**** EXCERPT TO READ ****
# Watch Pen Parts



## Stephen (Sep 14, 2010)

I wish to try this but without casting as it is out of my reach or ability. May sound crazy but was thinking of painting the tubes and gluing the parts on the blank with CA and building with more CA layers. Will this work? Alternatively, embed the parts on Polymer Clay base, bake and finish. All comments will be apprecaited.
Thanks


----------



## workinforwood (Sep 14, 2010)

whenever I try and cover thick things with CA, or deep grooves, i always end up with some bubbles and sometimes little white dots in the cured CA.  I have to believe that even though you are in Singapore, if you can get your hands on CA glue, then you can get your hands on some sort of casting resin.  All you need is a mold and a couple stoppers.  You can make a wood mold if you are just going to cast one or two things, then cut the mold away when done.  Push the stoppers into the tubes, use a couple little sticks to hold the tubes up off the bottom a little bit, pour then wait for it to cure.  If you have a tool in the shop that offers some vibration, like a band saw perhaps, then tape the mold on that tools table top and turn on the tool for 30 min or so to help shake up any bubbles.  You do not need a pressure pot.

You can use clear inlace, castin craft PR, or whatever other PR, perhaps silmar 41..all easy stuff to get a hold of and comes in small quantities if need be.


----------



## bruce119 (Sep 15, 2010)

Another method that mite work (though I am going to cast mine) is a 2 part epoxy glue. Be sure to get a brand that is slow to cure and drys clear. Epoxy is what they using when building fishing rods. I would put the tube on a long stick (mandrel) paint and push the epoxy into all the parts then keep it slowly spinning wile it cures. They make or you can fine a rod turning motor that spins a rod at a very slow rpm. Then just build up the coats until you get over the size you need then let it cure for a week and turn it down. That's how they do it on a fishing rod.

Good luck


----------



## Stephen (Sep 17, 2010)

*Thanks*

Thanks Jeff and Bruce,
I have found a source here in Singapore for PR casting resin. I am now waiting for my clock parts that I have ordered  and will go with my band saw table as a vibrator. The two part epoxy sounds a little laborious with an impatient guy like me.
By the way I knocked down an old watch ( not enough parts)  but I can't see how I am going to bend the dial face as it is thick. Any suggestions? don't know how to separate the face from the thick metal base.  
Thanks again


----------



## ESwindell (Sep 17, 2010)

Stephen,
My first thought on bending the face is sand the back of it to thin it out, like they do with the motherboard blanks.  I have never tried either, so take it for what it is worth.
God Bless,
Eric


----------



## jttheclockman (Sep 17, 2010)
**** SUPPLIED INFORMATION ****
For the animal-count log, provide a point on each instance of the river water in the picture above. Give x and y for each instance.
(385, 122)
****
* **PROBLEM DESCRIPTION**:
In the watch pen parts thread, please tell how long workinforwood suggests running a tool with the mold taped to its table to shake up bubbles.

* **RESULT**:
About 30 minutes.